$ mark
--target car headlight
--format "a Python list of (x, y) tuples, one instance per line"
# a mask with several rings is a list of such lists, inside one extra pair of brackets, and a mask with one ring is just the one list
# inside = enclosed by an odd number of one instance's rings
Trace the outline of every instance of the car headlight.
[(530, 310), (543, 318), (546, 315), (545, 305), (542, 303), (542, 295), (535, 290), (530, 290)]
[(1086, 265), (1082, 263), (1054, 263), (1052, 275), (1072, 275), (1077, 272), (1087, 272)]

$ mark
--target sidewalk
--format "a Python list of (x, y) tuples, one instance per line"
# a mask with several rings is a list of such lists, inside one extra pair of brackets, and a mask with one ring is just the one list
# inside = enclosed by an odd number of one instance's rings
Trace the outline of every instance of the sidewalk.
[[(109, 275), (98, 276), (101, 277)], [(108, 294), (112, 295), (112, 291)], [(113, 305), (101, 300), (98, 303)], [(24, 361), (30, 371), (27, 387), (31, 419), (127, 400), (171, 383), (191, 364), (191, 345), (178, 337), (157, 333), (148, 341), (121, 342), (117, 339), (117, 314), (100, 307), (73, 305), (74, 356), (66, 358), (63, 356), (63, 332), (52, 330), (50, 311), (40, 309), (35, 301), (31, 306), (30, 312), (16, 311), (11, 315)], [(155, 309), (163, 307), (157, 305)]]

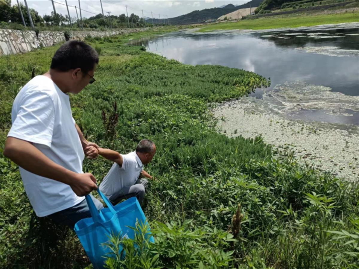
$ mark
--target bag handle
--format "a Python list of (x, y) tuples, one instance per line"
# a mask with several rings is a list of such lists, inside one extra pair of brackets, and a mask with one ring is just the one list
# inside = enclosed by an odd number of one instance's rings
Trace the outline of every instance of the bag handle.
[[(116, 210), (114, 208), (113, 206), (112, 205), (111, 202), (108, 200), (108, 199), (106, 197), (104, 194), (102, 193), (101, 191), (99, 189), (97, 189), (97, 192), (98, 193), (100, 196), (103, 200), (106, 205), (107, 206), (107, 207), (108, 208), (111, 213), (114, 215), (116, 214), (117, 213)], [(97, 209), (96, 206), (95, 205), (95, 204), (91, 199), (90, 195), (86, 195), (85, 198), (86, 199), (86, 201), (87, 202), (87, 205), (88, 206), (89, 208), (90, 209), (90, 213), (91, 214), (91, 217), (92, 217), (94, 222), (104, 222), (104, 219), (102, 216), (102, 214), (97, 210)]]
[(102, 198), (102, 200), (103, 200), (103, 201), (105, 202), (106, 205), (107, 206), (107, 207), (108, 208), (110, 211), (111, 211), (111, 213), (113, 214), (116, 214), (117, 212), (115, 209), (115, 208), (113, 207), (113, 206), (112, 205), (112, 203), (110, 201), (108, 198), (106, 197), (106, 196), (100, 190), (99, 188), (97, 189), (97, 192), (100, 195), (100, 196)]
[(90, 209), (90, 213), (91, 214), (91, 217), (93, 219), (95, 222), (100, 222), (100, 219), (102, 218), (100, 214), (99, 214), (98, 211), (97, 210), (95, 204), (94, 203), (92, 199), (91, 198), (90, 195), (87, 195), (85, 196), (86, 199), (86, 201), (87, 202), (87, 205)]

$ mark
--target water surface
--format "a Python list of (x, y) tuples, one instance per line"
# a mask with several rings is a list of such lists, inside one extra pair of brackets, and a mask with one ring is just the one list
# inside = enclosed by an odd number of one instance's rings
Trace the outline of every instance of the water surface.
[[(184, 64), (224, 65), (270, 78), (271, 87), (254, 95), (265, 96), (270, 108), (279, 108), (277, 112), (288, 116), (359, 125), (359, 28), (177, 32), (142, 43), (148, 51)], [(284, 96), (287, 99), (271, 94), (292, 85)], [(310, 88), (313, 98), (320, 96), (314, 99), (320, 107), (308, 106), (298, 85)], [(288, 110), (288, 106), (297, 109)]]

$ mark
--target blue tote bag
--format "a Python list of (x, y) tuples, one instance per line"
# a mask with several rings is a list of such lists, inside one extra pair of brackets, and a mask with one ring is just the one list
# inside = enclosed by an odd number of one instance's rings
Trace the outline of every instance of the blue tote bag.
[[(92, 217), (78, 221), (74, 229), (94, 268), (102, 268), (107, 258), (114, 255), (109, 253), (109, 249), (104, 244), (108, 242), (109, 237), (119, 234), (122, 237), (133, 239), (135, 231), (127, 226), (135, 227), (137, 222), (145, 223), (146, 221), (136, 197), (114, 207), (99, 189), (98, 191), (107, 207), (98, 211), (91, 198), (87, 195)], [(154, 241), (153, 237), (150, 241)]]

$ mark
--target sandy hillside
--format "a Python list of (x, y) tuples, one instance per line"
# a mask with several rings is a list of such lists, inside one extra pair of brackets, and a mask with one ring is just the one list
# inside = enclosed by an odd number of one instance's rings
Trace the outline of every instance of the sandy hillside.
[(254, 11), (257, 8), (257, 7), (248, 8), (242, 8), (238, 9), (233, 12), (229, 13), (225, 15), (221, 16), (217, 19), (218, 20), (223, 20), (224, 18), (227, 17), (229, 20), (240, 20), (242, 17), (249, 15), (251, 13), (251, 10)]

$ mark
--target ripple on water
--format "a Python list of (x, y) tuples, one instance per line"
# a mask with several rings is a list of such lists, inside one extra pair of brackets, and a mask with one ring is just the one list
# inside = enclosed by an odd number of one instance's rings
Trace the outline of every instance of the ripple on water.
[(345, 50), (339, 48), (337, 47), (329, 46), (304, 47), (302, 48), (296, 48), (295, 49), (304, 50), (307, 52), (312, 52), (328, 56), (335, 56), (339, 57), (358, 57), (359, 56), (359, 50)]
[(271, 108), (282, 113), (293, 113), (305, 110), (351, 117), (353, 113), (348, 111), (359, 111), (359, 96), (332, 92), (328, 87), (304, 81), (277, 85), (272, 90), (264, 92), (263, 99)]

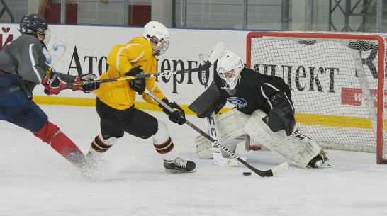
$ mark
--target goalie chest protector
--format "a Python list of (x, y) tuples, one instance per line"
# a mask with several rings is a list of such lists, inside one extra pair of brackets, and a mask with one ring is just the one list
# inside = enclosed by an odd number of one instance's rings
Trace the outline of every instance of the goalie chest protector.
[(208, 89), (198, 96), (188, 108), (198, 115), (199, 118), (210, 117), (213, 112), (218, 113), (226, 103), (222, 98), (215, 82), (212, 82)]

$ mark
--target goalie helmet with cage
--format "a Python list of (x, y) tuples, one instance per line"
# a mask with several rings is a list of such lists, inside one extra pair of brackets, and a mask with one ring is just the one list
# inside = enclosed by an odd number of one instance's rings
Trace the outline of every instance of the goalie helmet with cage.
[(25, 15), (20, 22), (20, 32), (21, 34), (31, 35), (38, 37), (38, 35), (44, 36), (43, 45), (50, 42), (50, 29), (46, 20), (38, 14)]
[(163, 24), (157, 21), (150, 21), (144, 26), (142, 36), (148, 41), (156, 44), (153, 50), (155, 55), (163, 54), (169, 47), (169, 31)]
[(239, 81), (240, 72), (245, 65), (242, 59), (235, 53), (226, 50), (218, 59), (216, 72), (224, 81), (223, 89), (232, 90)]

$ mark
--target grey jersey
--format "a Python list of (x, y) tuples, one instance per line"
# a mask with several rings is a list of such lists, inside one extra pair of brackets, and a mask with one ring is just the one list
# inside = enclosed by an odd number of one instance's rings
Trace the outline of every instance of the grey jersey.
[[(8, 43), (0, 52), (0, 71), (16, 76), (24, 90), (28, 90), (30, 94), (45, 79), (48, 67), (42, 45), (33, 35), (23, 34)], [(74, 80), (74, 76), (57, 74), (64, 82)]]

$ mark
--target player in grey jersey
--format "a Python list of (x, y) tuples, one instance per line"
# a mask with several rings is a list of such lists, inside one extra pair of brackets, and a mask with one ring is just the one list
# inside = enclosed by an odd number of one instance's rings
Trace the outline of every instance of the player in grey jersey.
[[(219, 57), (216, 72), (214, 83), (220, 101), (235, 105), (215, 118), (221, 143), (235, 150), (238, 142), (235, 139), (247, 134), (301, 168), (329, 165), (326, 153), (315, 140), (293, 131), (296, 121), (291, 93), (282, 79), (245, 67), (240, 57), (230, 51)], [(218, 106), (214, 109), (219, 110)], [(203, 136), (196, 138), (196, 147), (199, 157), (212, 157), (211, 144)]]
[[(43, 48), (48, 43), (47, 21), (37, 14), (24, 16), (20, 23), (21, 35), (8, 43), (0, 52), (0, 120), (30, 130), (33, 135), (79, 168), (84, 169), (84, 156), (74, 142), (48, 120), (47, 115), (33, 101), (32, 91), (42, 84), (48, 95), (58, 94), (62, 81), (93, 80), (92, 74), (72, 76), (57, 73), (46, 64)], [(73, 87), (85, 93), (96, 84)]]

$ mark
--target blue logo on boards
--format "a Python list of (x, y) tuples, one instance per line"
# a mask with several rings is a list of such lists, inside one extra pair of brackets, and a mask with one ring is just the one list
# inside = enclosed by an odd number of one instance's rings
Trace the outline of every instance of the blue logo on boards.
[(247, 102), (246, 101), (246, 100), (240, 98), (237, 98), (237, 97), (228, 98), (227, 101), (228, 101), (228, 103), (230, 103), (235, 105), (237, 109), (239, 109), (247, 106)]

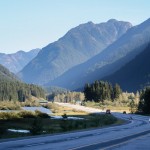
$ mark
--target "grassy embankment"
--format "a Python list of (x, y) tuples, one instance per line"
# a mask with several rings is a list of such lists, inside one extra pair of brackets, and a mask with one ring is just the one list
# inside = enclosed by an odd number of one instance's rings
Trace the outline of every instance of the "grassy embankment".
==========
**Set exercise**
Return every line of the records that contains the word "chest", matching case exactly.

**Answer to the exercise**
--target goalie chest protector
Trace the outline of every instance of the goalie chest protector.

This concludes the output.